:: EXCERPTED RECORDS ::
** START **
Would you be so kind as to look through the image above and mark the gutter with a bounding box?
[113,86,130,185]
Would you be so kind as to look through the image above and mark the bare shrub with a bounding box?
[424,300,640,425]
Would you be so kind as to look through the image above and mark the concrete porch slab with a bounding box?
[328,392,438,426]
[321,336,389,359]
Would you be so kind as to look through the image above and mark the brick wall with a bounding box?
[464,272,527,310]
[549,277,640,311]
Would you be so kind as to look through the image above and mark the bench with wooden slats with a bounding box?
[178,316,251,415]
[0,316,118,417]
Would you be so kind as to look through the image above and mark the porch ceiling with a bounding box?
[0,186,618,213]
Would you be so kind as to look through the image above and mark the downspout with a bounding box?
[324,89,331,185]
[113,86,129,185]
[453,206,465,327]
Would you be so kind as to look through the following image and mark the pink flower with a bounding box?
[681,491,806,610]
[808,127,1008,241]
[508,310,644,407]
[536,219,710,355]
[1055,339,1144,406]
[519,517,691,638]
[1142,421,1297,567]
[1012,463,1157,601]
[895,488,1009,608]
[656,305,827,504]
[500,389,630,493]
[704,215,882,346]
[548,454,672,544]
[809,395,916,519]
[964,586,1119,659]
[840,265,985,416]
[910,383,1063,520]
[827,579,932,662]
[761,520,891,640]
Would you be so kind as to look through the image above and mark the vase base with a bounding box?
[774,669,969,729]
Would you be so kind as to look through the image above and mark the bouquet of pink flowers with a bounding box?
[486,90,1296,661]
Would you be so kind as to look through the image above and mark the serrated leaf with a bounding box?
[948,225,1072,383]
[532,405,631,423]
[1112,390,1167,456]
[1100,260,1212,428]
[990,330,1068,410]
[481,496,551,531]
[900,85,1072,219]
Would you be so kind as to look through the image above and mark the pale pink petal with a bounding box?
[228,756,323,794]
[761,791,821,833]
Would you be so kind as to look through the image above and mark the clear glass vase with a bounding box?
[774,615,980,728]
** END **
:: GIVEN INSTRUCTION ::
Reproduce all of the material above line for line, with every word, number and bracket unchanged.

:: TASK ANSWER ::
Would you be so kind as to look through the image above and mark the gutter with a bounding box?
[113,86,130,185]
Would you be so kind as to look through the image above and mark the bare shrub with a bounding box?
[424,300,640,425]
Would you be so kind as to look through the image above and mark the concrete porch slab with a bounding box?
[328,392,438,426]
[321,336,389,359]
Would you be so kind as to look through the image above and mark the brick wall with a bounding box?
[464,272,527,310]
[549,277,640,311]
Would you be so kind as to look through the image above and mark the bench with wooden slats with a bounding box?
[178,316,251,415]
[0,316,118,417]
Would you be so kind as to look through the image above and mark the porch ceiling with a bounding box?
[0,186,618,213]
Would you be so kind as to look through the image above and mark the downspout with a bounding box?
[324,89,331,185]
[113,86,129,185]
[453,206,465,327]
Would you be so kind as to look through the following image and mark the pink flower with a bounding box?
[681,491,806,610]
[808,127,1008,241]
[508,310,644,407]
[536,219,710,355]
[1055,339,1144,406]
[519,517,691,638]
[1142,421,1297,567]
[1012,463,1157,601]
[895,488,1009,608]
[656,305,827,504]
[500,389,630,493]
[704,215,882,346]
[548,454,672,544]
[809,395,916,519]
[964,586,1119,659]
[840,265,985,416]
[910,383,1063,520]
[827,579,932,662]
[761,520,891,640]
Would you be so kind as to look through the image above and mark the vase base with a bounding box?
[774,669,969,729]
Would you be so kind as to look through the image above and mark the bouquet of pink flowers with a bounding box?
[486,90,1296,661]
Would you be so kind as to look through the image above and mark the serrated leaf with a bounding box?
[948,225,1072,383]
[532,405,631,423]
[1112,390,1167,456]
[1100,260,1212,428]
[990,330,1068,410]
[481,496,551,531]
[900,85,1072,219]
Would you be so kind as to look through the image above and mark the pale pink petal with a bounding box?
[228,756,323,794]
[761,791,821,833]
Would you be so kind as to look through the image above and mark the clear glass vase with a bounding box?
[774,615,980,728]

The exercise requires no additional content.